The problem: Give the entries again, word for word.

Data excerpts:
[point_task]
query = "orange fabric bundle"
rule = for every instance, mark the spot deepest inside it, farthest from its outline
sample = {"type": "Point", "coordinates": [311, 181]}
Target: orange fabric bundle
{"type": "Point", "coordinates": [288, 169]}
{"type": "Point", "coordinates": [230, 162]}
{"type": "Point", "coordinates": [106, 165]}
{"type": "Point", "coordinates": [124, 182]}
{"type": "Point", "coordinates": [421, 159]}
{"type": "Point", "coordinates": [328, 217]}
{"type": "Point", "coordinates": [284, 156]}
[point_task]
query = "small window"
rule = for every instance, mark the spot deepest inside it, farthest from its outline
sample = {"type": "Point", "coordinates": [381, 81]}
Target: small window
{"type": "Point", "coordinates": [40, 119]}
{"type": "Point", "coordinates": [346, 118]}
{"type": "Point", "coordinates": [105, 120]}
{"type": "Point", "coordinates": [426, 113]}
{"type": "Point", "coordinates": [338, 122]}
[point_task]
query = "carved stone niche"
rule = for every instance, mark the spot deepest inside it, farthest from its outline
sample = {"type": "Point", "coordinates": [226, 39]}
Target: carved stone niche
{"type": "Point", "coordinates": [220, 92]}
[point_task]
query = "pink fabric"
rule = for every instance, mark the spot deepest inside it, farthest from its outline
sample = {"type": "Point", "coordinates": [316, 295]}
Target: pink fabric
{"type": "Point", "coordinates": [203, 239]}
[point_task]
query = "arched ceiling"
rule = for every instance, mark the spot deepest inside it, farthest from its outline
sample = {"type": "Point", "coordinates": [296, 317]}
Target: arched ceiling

Task answer:
[point_task]
query = "orange fabric bundle"
rule = for every instance, mark the spot deepest inside it, farthest from its outline
sample = {"type": "Point", "coordinates": [311, 181]}
Target: orange fabric bundle
{"type": "Point", "coordinates": [288, 169]}
{"type": "Point", "coordinates": [230, 162]}
{"type": "Point", "coordinates": [106, 165]}
{"type": "Point", "coordinates": [124, 182]}
{"type": "Point", "coordinates": [421, 159]}
{"type": "Point", "coordinates": [328, 217]}
{"type": "Point", "coordinates": [284, 156]}
[point_task]
query = "small window"
rule = for every instance, mark the spot deepest inside it, farthest from its outline
sample = {"type": "Point", "coordinates": [381, 81]}
Target: small window
{"type": "Point", "coordinates": [40, 119]}
{"type": "Point", "coordinates": [346, 118]}
{"type": "Point", "coordinates": [105, 120]}
{"type": "Point", "coordinates": [426, 113]}
{"type": "Point", "coordinates": [338, 122]}
[point_task]
query = "carved stone niche"
rule = for every instance, mark the spot deepest inside it, farthest from its outline
sample = {"type": "Point", "coordinates": [226, 39]}
Target: carved stone niche
{"type": "Point", "coordinates": [220, 92]}
[point_task]
query = "pink fabric"
rule = for every instance, mark the spot deepest inside it, farthest from its outline
sample = {"type": "Point", "coordinates": [316, 295]}
Target: pink fabric
{"type": "Point", "coordinates": [203, 239]}
[point_task]
query = "arched ceiling"
rule = for every instance, mark the spot deepest inside it, farthest from its outline
sample = {"type": "Point", "coordinates": [296, 317]}
Target: arched ceiling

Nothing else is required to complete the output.